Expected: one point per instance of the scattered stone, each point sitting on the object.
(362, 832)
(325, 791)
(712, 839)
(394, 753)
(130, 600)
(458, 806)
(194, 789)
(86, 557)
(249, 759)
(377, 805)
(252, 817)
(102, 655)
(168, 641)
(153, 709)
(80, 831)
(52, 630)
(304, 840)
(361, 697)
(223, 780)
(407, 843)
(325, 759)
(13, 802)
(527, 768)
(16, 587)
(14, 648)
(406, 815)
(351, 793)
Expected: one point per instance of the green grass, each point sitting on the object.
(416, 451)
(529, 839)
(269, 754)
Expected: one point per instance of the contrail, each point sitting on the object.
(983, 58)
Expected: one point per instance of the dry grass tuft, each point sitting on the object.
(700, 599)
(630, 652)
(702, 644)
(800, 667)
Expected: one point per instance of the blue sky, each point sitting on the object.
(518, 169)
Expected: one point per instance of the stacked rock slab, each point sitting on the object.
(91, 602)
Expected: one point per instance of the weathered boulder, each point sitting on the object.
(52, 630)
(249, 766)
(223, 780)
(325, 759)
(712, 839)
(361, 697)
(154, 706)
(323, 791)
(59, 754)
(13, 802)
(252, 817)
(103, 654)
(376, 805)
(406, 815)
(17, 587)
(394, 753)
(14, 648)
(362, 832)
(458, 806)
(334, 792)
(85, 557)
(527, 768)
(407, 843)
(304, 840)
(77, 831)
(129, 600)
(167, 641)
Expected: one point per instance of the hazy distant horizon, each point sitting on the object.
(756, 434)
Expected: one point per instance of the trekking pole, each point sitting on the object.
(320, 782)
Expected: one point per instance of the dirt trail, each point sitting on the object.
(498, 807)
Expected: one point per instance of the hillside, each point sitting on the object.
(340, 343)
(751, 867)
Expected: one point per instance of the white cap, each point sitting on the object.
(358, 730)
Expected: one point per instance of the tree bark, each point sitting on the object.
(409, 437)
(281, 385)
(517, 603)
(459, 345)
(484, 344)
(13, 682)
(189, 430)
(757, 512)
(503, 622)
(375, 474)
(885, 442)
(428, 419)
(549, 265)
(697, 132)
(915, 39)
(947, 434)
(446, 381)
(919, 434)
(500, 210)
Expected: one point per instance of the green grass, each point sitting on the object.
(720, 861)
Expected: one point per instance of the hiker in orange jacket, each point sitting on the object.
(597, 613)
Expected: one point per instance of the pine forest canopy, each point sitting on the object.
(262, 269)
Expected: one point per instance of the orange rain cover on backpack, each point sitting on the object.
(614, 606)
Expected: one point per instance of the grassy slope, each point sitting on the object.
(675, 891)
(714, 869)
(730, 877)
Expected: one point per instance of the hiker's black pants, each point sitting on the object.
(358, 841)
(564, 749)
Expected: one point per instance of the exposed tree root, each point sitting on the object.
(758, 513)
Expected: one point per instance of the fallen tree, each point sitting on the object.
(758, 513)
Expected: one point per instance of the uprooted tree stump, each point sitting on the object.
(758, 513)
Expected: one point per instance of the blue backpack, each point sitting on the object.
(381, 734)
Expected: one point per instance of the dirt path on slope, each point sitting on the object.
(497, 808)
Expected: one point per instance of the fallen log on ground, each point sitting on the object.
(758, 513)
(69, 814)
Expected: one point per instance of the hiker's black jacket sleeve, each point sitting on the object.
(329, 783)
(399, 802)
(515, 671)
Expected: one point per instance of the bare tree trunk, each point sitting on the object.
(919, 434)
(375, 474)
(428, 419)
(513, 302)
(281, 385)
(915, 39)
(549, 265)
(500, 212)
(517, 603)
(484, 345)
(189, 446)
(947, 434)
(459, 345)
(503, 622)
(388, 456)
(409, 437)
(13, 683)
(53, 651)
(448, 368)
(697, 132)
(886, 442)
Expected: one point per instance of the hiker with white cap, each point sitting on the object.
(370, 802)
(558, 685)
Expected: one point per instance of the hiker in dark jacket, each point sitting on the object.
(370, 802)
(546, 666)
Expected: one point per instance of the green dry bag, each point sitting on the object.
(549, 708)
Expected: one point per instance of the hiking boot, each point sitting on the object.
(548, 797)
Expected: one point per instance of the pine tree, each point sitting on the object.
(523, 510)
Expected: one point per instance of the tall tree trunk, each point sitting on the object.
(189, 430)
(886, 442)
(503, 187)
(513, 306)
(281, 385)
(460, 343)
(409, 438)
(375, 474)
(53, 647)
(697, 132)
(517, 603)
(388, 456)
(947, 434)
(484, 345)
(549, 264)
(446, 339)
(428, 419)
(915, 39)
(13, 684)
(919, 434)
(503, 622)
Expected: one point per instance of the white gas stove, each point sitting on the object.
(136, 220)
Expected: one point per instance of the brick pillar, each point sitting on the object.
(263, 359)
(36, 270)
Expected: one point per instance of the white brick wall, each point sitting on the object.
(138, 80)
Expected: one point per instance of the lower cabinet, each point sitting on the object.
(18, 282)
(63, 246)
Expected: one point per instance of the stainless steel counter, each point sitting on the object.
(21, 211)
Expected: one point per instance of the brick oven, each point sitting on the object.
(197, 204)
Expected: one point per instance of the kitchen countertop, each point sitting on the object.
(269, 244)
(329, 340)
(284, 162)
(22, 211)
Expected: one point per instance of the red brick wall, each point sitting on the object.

# # #

* **What is expected**
Transcribe each entry exactly.

* **Exercise result**
Expected: one point per instance of the scattered stone, each point sitting on the object.
(362, 832)
(325, 791)
(712, 839)
(394, 753)
(130, 600)
(458, 806)
(194, 789)
(86, 557)
(249, 759)
(377, 805)
(252, 817)
(102, 655)
(168, 641)
(153, 709)
(80, 831)
(52, 630)
(304, 840)
(361, 697)
(223, 780)
(407, 843)
(325, 759)
(13, 802)
(527, 768)
(16, 587)
(14, 648)
(406, 815)
(351, 793)
Expected: one point per instance of the green grass, each point sitting on the object.
(416, 451)
(529, 839)
(269, 754)
Expected: one point per instance of the contrail, each point sitting on the object.
(983, 58)
Expected: one point per instance of the dry grass tuft, each point sitting on the object.
(700, 599)
(630, 652)
(702, 644)
(800, 667)
Expected: one point per instance of the blue sky, each point sitting on the object.
(518, 169)
Expected: one point per instance of the stacked rock slab, each point sitting on the object.
(91, 602)
Expected: one point per instance of the weathered boulder, each point sitting on the object.
(52, 630)
(249, 766)
(223, 780)
(325, 759)
(712, 839)
(361, 697)
(154, 706)
(323, 791)
(59, 754)
(13, 802)
(252, 817)
(103, 654)
(376, 805)
(406, 815)
(17, 587)
(394, 753)
(14, 648)
(362, 832)
(458, 806)
(334, 792)
(85, 557)
(527, 768)
(407, 843)
(304, 840)
(77, 831)
(129, 600)
(167, 641)
Expected: one point per instance of the hazy distant horizon, each point sitting on the object.
(756, 434)
Expected: one point per instance of the trekking pole, each point sitting on the object.
(320, 782)
Expected: one point per instance of the dirt trail, each point sitting on the object.
(498, 807)
Expected: one point per instance of the hillside, each point sitting on the object.
(340, 343)
(751, 867)
Expected: one point per instance of the white cap, each point sitting on the object.
(358, 730)
Expected: one point per instance of the tree bark, each point sitting on the object.
(409, 437)
(281, 385)
(517, 603)
(459, 345)
(484, 344)
(13, 682)
(189, 430)
(757, 512)
(503, 622)
(375, 474)
(885, 442)
(428, 419)
(549, 265)
(697, 132)
(915, 39)
(947, 434)
(446, 381)
(919, 434)
(500, 210)
Expected: one point per instance of the green grass, each point sitting on the object.
(720, 861)
Expected: one point per instance of the hiker in orange jacket, each point sitting on the object.
(597, 613)
Expected: one point per instance of the pine forest canopy, each point sitting on the object.
(262, 269)
Expected: one point per instance of the orange rain cover on backpack, each point sitting on the object.
(614, 606)
Expected: one point per instance of the grassy slope, each point sitting on the object.
(675, 891)
(714, 869)
(730, 877)
Expected: one point per instance of the hiker's black pants, each point sitting on the object.
(358, 841)
(564, 749)
Expected: one point per instance of the exposed tree root, each point sitting on the object.
(758, 513)
Expected: one point per instance of the fallen tree, each point sitting on the object.
(758, 513)
Expected: one point per instance of the uprooted tree stump, each point sitting on the object.
(758, 513)
Expected: one point per instance of the blue backpack, each point sitting on the object.
(381, 734)
Expected: one point per instance of the dirt path on slope, each point sitting on the object.
(497, 808)
Expected: one point per instance of the fallen log on ground, each point sitting on the object.
(758, 513)
(69, 814)
Expected: one point per instance of the hiker's black jacket sleeve, each point sitting on the object.
(329, 783)
(399, 802)
(515, 671)
Expected: one point per instance of the bare tree trunk, each point sitting on the object.
(919, 434)
(375, 474)
(428, 419)
(513, 302)
(281, 385)
(915, 39)
(549, 265)
(500, 212)
(517, 603)
(484, 345)
(189, 446)
(947, 434)
(459, 345)
(503, 622)
(388, 456)
(409, 437)
(13, 683)
(53, 651)
(448, 368)
(697, 132)
(886, 442)
Expected: one point per instance of the hiker with white cap, each point sitting on the object.
(370, 802)
(558, 685)
Expected: one point per instance of the hiker in dark jacket, each point sitting on the object.
(370, 802)
(546, 666)
Expected: one point per instance of the green dry bag, each point sitting on the object.
(549, 708)
Expected: one point per instance of the hiking boot, each point sitting on the object.
(548, 797)
Expected: one point per instance of the pine tree, each point sitting on the object.
(523, 510)
Expected: one point per instance of the tall tree trunk, each point sitting on the object.
(189, 430)
(886, 442)
(503, 187)
(513, 306)
(281, 385)
(460, 343)
(409, 438)
(375, 474)
(53, 647)
(697, 132)
(517, 603)
(388, 456)
(947, 434)
(484, 345)
(549, 264)
(446, 339)
(428, 419)
(915, 39)
(13, 684)
(919, 434)
(503, 622)
Expected: one point per instance of the white gas stove, each point sitting on the object.
(136, 220)
Expected: one point per instance of the brick pillar, each point sitting on the object.
(263, 359)
(36, 270)
Expected: one point per instance of the white brick wall, each point sitting on the object.
(138, 80)
Expected: one point per instance of the lower cabinet, each point sitting on the object.
(18, 282)
(63, 246)
Expected: one point per instance of the stainless steel counter, each point sitting on the object.
(21, 211)
Expected: one point per instance of the brick oven, each point sitting on the object.
(197, 204)
Expected: one point per instance of the kitchen countertop, each point sitting on the object.
(269, 244)
(329, 340)
(284, 162)
(22, 211)
Expected: one point per instance of the red brick wall, each point sitting on the object.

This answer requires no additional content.